▶ Brano riportato:

::::::::::

Al fianco degli spagnoli combattevano alcuni contingenti di soldati di ventura italiani, cavalieri che offrivano i loro servigi militari al miglior offerente.
D’altro canto, i francesi comandati dal Duca di Nemours, viceré di Napoli, conoscendo le difficoltà nel portare un assedio alla potente roccaforte barlettana, adottarono prudentemente una tattica di logoramento. L’esercito si accampò nei dintorni, nelle vicine campagne, in modo da tagliare via terra i rifornimenti, sperando così alla lunga di prendere la città per fame.

::::::::::

▶ Consegna e requisiti: Riproducete per intero e senza alcuna modifica il brano sull'assedio di Barletta. Per rispondere servitevi soltanto del brano riportato.

::::::::::

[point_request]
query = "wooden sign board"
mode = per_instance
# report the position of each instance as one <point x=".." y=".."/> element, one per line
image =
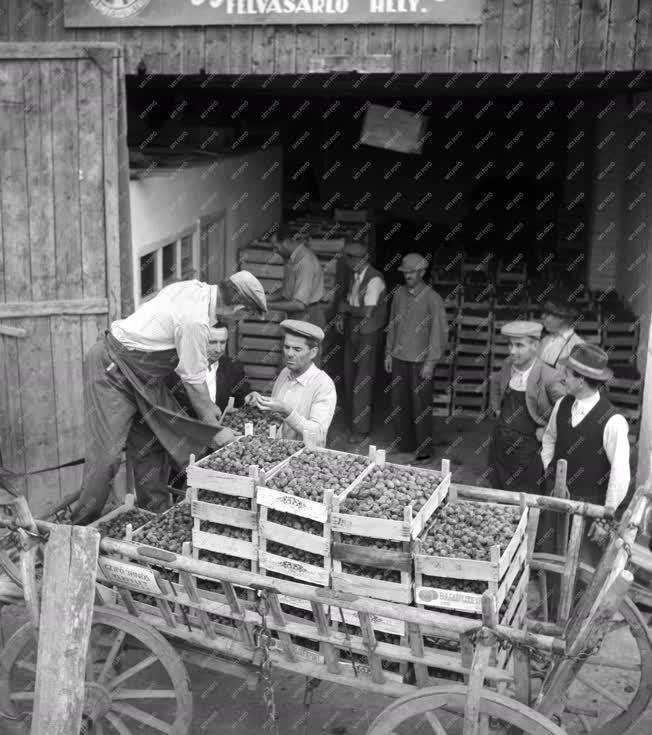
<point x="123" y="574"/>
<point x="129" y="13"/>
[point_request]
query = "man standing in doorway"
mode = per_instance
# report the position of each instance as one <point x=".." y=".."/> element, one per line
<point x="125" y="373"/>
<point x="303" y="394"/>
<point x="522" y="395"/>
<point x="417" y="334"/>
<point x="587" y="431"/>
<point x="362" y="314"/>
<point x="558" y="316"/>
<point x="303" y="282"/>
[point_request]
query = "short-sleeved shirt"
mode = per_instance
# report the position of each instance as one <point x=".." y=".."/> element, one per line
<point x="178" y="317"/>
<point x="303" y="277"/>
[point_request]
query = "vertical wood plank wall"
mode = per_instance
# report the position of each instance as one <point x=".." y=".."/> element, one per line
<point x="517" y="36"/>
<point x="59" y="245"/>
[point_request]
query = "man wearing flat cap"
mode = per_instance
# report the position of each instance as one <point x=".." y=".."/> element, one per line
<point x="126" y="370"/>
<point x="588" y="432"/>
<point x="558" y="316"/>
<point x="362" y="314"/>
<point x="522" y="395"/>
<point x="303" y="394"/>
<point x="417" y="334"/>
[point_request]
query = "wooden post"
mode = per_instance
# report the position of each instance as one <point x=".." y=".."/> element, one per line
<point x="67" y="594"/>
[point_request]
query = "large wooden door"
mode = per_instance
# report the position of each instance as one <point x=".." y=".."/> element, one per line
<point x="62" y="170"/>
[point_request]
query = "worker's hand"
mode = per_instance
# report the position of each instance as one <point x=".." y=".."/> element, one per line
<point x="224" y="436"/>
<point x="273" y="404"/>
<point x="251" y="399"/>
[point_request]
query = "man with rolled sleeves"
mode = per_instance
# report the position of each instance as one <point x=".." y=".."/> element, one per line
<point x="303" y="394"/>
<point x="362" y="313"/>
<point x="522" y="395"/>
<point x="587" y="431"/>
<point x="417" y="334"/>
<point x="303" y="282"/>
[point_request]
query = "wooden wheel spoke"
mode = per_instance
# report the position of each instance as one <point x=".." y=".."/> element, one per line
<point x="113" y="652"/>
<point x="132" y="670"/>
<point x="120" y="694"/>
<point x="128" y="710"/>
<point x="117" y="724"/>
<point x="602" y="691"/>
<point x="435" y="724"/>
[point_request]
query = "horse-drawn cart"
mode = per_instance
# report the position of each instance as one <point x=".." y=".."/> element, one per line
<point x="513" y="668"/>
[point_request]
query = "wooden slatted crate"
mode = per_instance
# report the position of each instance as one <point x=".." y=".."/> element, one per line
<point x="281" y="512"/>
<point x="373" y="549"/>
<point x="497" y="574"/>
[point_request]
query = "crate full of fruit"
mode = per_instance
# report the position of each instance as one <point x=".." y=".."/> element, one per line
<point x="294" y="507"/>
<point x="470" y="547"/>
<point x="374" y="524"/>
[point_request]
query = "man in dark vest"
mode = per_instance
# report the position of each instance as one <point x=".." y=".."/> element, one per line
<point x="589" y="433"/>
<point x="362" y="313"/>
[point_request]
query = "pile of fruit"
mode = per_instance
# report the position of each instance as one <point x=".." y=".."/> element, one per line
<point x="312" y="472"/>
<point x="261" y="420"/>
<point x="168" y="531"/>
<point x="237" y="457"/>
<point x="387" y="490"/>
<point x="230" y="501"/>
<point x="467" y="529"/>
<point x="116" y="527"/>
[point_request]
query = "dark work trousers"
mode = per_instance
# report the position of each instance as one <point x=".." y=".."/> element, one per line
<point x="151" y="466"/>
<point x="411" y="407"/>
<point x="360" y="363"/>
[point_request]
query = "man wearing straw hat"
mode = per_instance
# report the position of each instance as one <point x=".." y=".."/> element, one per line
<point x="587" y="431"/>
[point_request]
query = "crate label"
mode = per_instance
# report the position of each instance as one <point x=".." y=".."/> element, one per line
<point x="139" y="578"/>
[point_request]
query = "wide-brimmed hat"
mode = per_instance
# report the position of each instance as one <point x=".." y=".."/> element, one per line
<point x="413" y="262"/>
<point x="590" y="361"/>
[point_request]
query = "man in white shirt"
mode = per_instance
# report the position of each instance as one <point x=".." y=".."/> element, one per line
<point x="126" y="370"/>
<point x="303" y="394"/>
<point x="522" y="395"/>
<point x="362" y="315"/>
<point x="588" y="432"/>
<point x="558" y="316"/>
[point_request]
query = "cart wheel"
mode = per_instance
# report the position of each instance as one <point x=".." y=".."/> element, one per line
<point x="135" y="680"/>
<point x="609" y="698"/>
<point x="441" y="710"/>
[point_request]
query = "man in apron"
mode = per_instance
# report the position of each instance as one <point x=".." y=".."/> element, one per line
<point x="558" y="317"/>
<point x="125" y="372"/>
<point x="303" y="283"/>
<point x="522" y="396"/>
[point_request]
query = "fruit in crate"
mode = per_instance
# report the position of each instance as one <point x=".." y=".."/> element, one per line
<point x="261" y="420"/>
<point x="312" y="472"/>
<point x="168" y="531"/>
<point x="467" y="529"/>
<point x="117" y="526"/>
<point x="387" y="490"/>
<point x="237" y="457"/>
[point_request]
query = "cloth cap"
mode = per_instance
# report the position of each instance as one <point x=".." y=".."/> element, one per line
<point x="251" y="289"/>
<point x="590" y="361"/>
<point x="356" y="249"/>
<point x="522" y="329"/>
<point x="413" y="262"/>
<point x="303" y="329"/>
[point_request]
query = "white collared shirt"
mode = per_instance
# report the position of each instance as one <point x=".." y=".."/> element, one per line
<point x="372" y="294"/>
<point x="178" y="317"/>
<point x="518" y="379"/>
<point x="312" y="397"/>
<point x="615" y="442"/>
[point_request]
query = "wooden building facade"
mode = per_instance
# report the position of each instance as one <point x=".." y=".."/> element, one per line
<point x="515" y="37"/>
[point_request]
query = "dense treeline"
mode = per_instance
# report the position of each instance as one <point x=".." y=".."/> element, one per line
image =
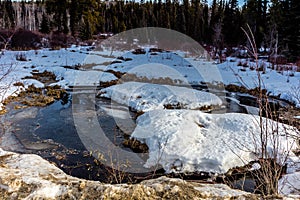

::::::::::

▶ Soluzione:
Al fianco degli spagnoli combattevano alcuni contingenti di soldati di ventura italiani, cavalieri che offrivano i loro servigi militari al miglior offerente.
D’altro canto, i francesi comandati dal Duca di Nemours, viceré di Napoli, conoscendo le difficoltà nel portare un assedio alla potente roccaforte barlettana, adottarono prudentemente una tattica di logoramento. L’esercito si accampò nei dintorni, nelle vicine campagne, in modo da tagliare via terra i rifornimenti, sperando così alla lunga di prendere la città per fame.